# [The task]
The expected output is an exact copy of the lines from the one containing "Study the image above and locate grey" to the final line below, minus any pictures.

Source material Start Marker

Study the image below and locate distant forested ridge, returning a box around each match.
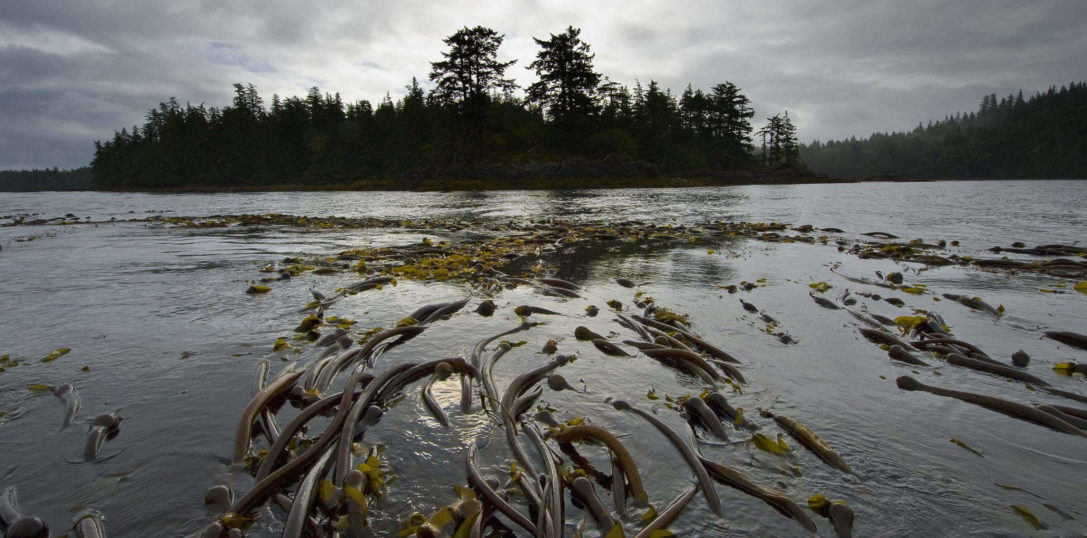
[91,26,804,189]
[0,167,94,191]
[802,82,1087,179]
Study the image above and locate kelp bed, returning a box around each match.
[2,213,1087,537]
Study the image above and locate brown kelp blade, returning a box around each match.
[896,376,1086,436]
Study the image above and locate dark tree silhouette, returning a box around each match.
[526,26,601,151]
[757,112,799,168]
[86,24,803,190]
[429,26,517,157]
[710,82,756,167]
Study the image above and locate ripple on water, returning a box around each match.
[0,183,1085,535]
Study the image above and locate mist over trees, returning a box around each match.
[90,25,794,189]
[802,82,1087,179]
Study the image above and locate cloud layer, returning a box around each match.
[2,0,1085,169]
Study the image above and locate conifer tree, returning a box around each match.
[429,26,517,156]
[526,26,601,121]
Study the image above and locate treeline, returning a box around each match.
[0,167,94,192]
[801,82,1087,179]
[92,26,802,189]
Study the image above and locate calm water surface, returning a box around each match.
[0,180,1085,536]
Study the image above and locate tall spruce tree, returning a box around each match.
[429,26,517,157]
[526,26,601,151]
[709,82,755,167]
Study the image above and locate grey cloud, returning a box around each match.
[2,0,1086,168]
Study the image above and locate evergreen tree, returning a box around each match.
[429,26,517,156]
[801,82,1087,178]
[708,82,755,167]
[757,112,799,168]
[526,26,602,151]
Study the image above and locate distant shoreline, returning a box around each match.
[91,173,920,193]
[3,174,1079,194]
[103,174,852,193]
[96,175,1086,194]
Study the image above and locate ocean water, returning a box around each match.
[0,180,1084,536]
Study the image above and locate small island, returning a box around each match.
[89,26,809,191]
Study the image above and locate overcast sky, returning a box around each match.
[2,0,1085,170]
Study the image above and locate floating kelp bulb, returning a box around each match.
[585,305,599,317]
[204,485,233,514]
[245,285,270,294]
[1011,350,1030,367]
[92,412,121,432]
[574,326,605,341]
[546,374,576,392]
[474,300,496,317]
[541,340,557,354]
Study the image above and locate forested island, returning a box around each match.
[88,26,806,191]
[802,82,1087,179]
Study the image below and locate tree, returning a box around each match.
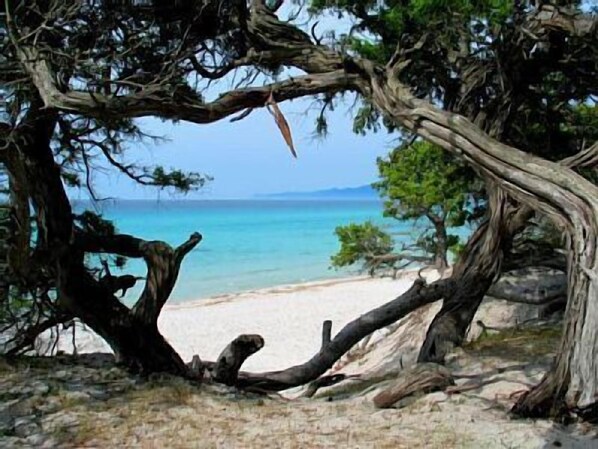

Source material End Marker

# [Completed task]
Study the image above and locate grey cloud, returning a box around each match.
[2,0,1086,168]
Study the image above and locate evergreen tree, returning a box around each match.
[429,26,517,156]
[801,82,1087,178]
[708,82,755,167]
[757,112,799,168]
[526,26,602,151]
Study the image above and locate distant shoreline, returning a box around each match.
[91,173,920,193]
[3,174,1079,194]
[103,174,852,193]
[96,175,1086,194]
Study the image above and locate ocean water, returning a box around each match.
[0,180,1084,536]
Study the image above and locate small island, returning a box around each match.
[89,26,809,191]
Study the image above and locate overcast sky, returning a box around each match.
[2,0,1085,170]
Study the image above and locate floating kelp bulb, returning a box around each match.
[585,305,599,317]
[204,485,233,514]
[245,285,270,294]
[1011,350,1030,367]
[92,412,121,432]
[574,326,605,341]
[546,374,576,392]
[474,300,496,317]
[541,340,557,354]
Study the image above and locate forested island, returning a box around each match.
[88,26,806,191]
[802,82,1087,179]
Study the image below and locate tree, returning a box around each match.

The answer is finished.